- [Stated goal]:
Copy out the records below, swapping each "TARGET" for "LABEL" and leaving everything else unchanged.

- [Records provided]:
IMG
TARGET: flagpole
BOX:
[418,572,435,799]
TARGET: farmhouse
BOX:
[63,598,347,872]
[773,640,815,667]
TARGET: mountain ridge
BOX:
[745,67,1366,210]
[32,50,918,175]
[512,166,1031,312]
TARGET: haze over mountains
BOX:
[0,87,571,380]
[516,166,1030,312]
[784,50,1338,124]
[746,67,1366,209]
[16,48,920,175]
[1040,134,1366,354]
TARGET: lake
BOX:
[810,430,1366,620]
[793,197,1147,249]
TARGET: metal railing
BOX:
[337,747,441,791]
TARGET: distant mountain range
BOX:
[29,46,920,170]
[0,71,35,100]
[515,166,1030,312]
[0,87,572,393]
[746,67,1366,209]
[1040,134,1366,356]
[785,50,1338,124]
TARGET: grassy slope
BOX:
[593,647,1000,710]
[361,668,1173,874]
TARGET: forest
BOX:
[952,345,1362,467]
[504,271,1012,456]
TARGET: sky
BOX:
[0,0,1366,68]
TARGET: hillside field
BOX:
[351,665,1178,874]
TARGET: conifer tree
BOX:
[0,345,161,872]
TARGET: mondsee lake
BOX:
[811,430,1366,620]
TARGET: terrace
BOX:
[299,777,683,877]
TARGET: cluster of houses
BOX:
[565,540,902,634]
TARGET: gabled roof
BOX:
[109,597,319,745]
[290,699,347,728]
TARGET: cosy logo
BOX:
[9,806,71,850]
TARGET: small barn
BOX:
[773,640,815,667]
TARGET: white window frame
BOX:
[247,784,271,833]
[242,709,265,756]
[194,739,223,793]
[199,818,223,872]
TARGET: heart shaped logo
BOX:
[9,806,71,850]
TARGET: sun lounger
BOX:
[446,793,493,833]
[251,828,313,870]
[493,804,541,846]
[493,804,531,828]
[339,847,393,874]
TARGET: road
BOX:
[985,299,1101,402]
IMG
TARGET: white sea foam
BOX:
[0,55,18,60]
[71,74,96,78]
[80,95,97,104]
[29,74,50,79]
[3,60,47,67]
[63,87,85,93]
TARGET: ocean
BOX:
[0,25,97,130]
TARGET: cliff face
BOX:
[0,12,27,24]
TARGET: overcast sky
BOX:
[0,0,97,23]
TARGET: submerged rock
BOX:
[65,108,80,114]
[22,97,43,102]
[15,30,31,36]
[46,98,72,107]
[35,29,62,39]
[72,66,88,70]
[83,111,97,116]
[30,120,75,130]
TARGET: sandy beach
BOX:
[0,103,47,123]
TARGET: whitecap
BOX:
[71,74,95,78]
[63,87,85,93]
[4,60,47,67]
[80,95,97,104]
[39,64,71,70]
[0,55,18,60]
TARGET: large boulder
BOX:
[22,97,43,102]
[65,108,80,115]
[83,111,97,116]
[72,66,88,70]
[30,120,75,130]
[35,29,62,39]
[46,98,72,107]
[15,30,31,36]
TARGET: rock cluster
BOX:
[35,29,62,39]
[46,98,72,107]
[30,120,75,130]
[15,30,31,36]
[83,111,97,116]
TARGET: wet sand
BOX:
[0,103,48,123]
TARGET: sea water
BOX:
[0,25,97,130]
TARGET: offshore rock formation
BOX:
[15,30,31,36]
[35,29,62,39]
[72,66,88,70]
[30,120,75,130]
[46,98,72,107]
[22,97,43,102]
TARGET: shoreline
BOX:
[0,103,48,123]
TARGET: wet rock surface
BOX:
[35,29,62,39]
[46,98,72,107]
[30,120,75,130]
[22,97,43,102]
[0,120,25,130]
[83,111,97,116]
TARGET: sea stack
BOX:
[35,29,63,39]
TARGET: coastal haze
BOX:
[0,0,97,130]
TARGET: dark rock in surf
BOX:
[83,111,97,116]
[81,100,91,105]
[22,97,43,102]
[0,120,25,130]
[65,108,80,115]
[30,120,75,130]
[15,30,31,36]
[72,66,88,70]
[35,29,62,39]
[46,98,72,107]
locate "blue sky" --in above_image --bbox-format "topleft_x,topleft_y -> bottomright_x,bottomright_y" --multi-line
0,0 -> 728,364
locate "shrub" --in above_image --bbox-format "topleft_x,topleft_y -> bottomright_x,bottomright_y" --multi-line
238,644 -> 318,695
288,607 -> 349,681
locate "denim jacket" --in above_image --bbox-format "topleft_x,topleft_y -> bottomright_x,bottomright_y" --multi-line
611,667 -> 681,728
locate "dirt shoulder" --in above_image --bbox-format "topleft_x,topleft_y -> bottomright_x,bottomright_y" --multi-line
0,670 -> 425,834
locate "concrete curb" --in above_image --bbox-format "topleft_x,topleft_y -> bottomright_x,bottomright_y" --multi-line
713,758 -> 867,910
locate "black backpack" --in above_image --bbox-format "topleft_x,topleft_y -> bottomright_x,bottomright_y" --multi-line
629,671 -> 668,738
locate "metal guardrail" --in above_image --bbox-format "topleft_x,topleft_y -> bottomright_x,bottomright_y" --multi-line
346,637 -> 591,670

- [Result for this task]:
IMG
LABEL: flagpole
BOX:
[418,572,435,799]
LABEL: farmhouse
BOX:
[63,598,347,872]
[773,640,815,667]
LABEL: mountain ridge
BOX:
[745,67,1366,210]
[32,50,918,175]
[512,166,1031,312]
LABEL: haze over mountains
BOX:
[0,87,571,380]
[516,166,1030,312]
[784,50,1338,124]
[746,67,1366,209]
[16,48,920,175]
[1040,134,1366,354]
LABEL: lake
BOX:
[810,430,1366,620]
[793,197,1147,249]
LABEL: metal railing
BOX:
[337,747,441,791]
LABEL: distant mountain range
BOX:
[29,46,920,170]
[0,71,35,100]
[515,166,1030,312]
[0,87,572,393]
[746,67,1366,209]
[1040,134,1366,356]
[785,50,1338,124]
LABEL: grassy slope
BOX:
[593,647,1000,710]
[361,668,1173,874]
LABEL: forest
BOX:
[952,345,1362,467]
[504,271,1012,456]
LABEL: sky
BOX:
[0,0,1366,68]
LABEL: hillside field
BOX:
[351,665,1178,874]
LABEL: conifer tree
BOX:
[0,345,161,872]
LABEL: mondsee lake
BOX:
[811,430,1366,620]
LABEL: terrace
BOX:
[299,777,683,877]
LABEL: cluster of houses
BOX:
[565,540,902,634]
LABEL: gabled roof
BOX:
[109,597,319,745]
[290,699,347,728]
LABEL: cosy logo
BOX:
[9,806,71,850]
LABEL: small barn
BOX:
[773,640,815,667]
LABEL: white window frame
BOX:
[247,784,271,833]
[242,709,265,756]
[194,739,223,793]
[199,818,223,872]
LABEL: heart shaped logo
BOX:
[9,806,71,850]
LABEL: sun lounger
BOX:
[446,793,493,833]
[251,828,313,870]
[493,804,541,846]
[493,804,531,828]
[339,847,393,874]
LABEL: road
BOX:
[985,299,1101,402]
IMG
LABEL: white sea foam
BOX:
[0,55,18,60]
[71,74,96,78]
[80,95,97,104]
[29,74,50,79]
[3,60,47,67]
[63,87,85,93]
LABEL: ocean
BOX:
[0,25,97,130]
LABEL: cliff face
BOX:
[0,12,27,24]
LABEL: overcast sky
BOX:
[0,0,97,23]
LABEL: submerged rock
BOX:
[65,108,80,114]
[22,97,43,102]
[15,30,31,36]
[46,98,72,107]
[35,29,62,39]
[72,66,88,70]
[83,111,97,116]
[30,120,75,130]
LABEL: sandy beach
BOX:
[0,103,47,123]
LABEL: whitecap
BOX:
[71,74,95,78]
[63,87,85,93]
[4,60,47,67]
[80,95,97,104]
[39,64,71,70]
[0,55,18,60]
LABEL: large boulder
BOX:
[22,97,43,102]
[65,108,80,115]
[83,111,97,116]
[72,66,88,70]
[30,120,75,130]
[35,29,62,39]
[46,98,72,107]
[15,30,31,36]
LABEL: rock cluster
BOX:
[35,29,62,39]
[46,98,72,107]
[30,120,75,130]
[15,30,31,36]
[83,111,97,116]
LABEL: wet sand
BOX:
[0,103,48,123]
LABEL: sea water
BOX:
[0,25,97,130]
LABEL: offshore rock formation
BOX:
[15,30,31,36]
[35,29,62,39]
[72,66,88,70]
[30,120,75,130]
[46,98,72,107]
[22,97,43,102]
LABEL: shoreline
BOX:
[0,103,48,123]
LABEL: wet rock surface
BOX:
[35,29,62,39]
[46,98,72,107]
[30,120,75,130]
[22,97,43,102]
[0,120,25,130]
[83,111,97,116]
LABEL: sea stack
BOX:
[35,29,63,39]
LABEL: coastal haze
BOX:
[0,0,97,130]
LABEL: dark rock in surf
BOX:
[83,111,97,116]
[81,100,91,105]
[22,97,43,102]
[0,120,25,130]
[65,108,80,115]
[30,120,75,130]
[15,30,31,36]
[72,66,88,70]
[35,29,62,39]
[46,98,72,107]
locate "blue sky" --in above_image --bbox-format "topleft_x,topleft_y -> bottomright_x,bottomright_y" --multi-line
0,0 -> 728,364
locate "shrub" --in above_image --bbox-format "topleft_x,topleft_y -> bottomright_x,bottomright_y" --multi-line
238,644 -> 318,695
288,607 -> 349,681
locate "denim jacket" --in above_image --bbox-format "topleft_x,topleft_y -> bottomright_x,bottomright_y" --multi-line
611,667 -> 681,728
locate "dirt shoulder" --in above_image --bbox-format "topleft_x,topleft_y -> bottomright_x,bottomright_y" --multi-line
0,670 -> 425,834
locate "concrete curb" --in above_image --bbox-format "topleft_x,topleft_y -> bottomright_x,bottomright_y" --multi-line
713,758 -> 867,910
locate "black backpack" --in above_image --bbox-format "topleft_x,topleft_y -> bottomright_x,bottomright_y" --multi-line
629,671 -> 668,738
locate "metal guardrail" --in above_image --bbox-format "topleft_x,topleft_y -> bottomright_x,bottomright_y" --multi-line
346,637 -> 591,670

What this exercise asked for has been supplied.